### What needs to be done
Revise the rows beginning with the line that contains "Mark every instance of the tree" and continuing through the line that contains "Mark every instance of the hiking", changing "with one point" to "with a single point" and keeping everything else the same. Omit the pictures from your answer.

## BEGIN Supplied entries

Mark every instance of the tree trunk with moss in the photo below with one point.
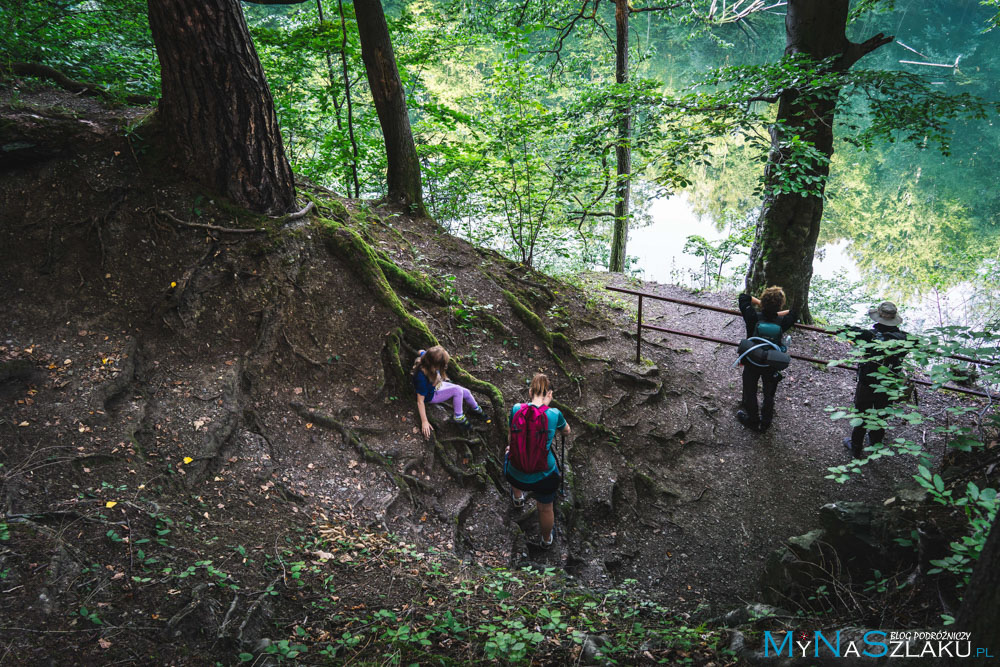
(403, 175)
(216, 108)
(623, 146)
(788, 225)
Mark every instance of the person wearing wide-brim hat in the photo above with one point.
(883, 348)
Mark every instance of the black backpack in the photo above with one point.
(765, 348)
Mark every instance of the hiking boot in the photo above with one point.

## END Supplied entries
## BEGIN Supplied entries

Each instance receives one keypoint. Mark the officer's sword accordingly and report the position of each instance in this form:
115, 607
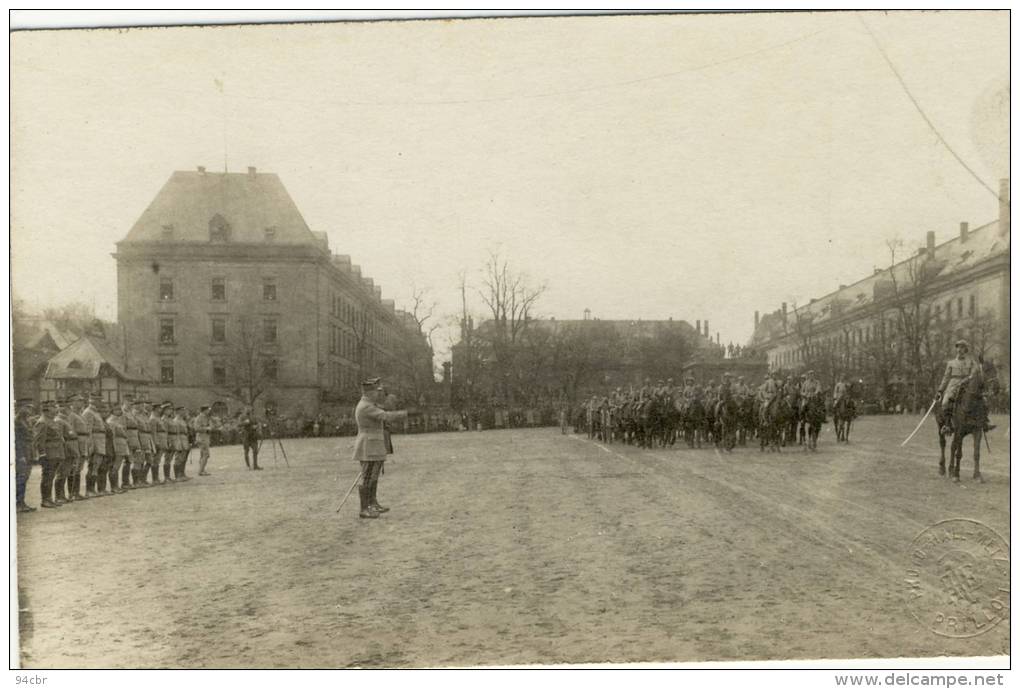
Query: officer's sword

## END Supplied entries

### Task answer
Mark every instance of the tree trunk with moss in the photo below with a single point.
(403, 175)
(216, 108)
(623, 146)
(788, 225)
Mark every instance of the person wearing wide-brim hat in the photo above with a single point.
(883, 348)
Mark every instance of the black backpack in the photo above with a single point.
(765, 348)
Mark every instance of the hiking boot in the photo above with a single point.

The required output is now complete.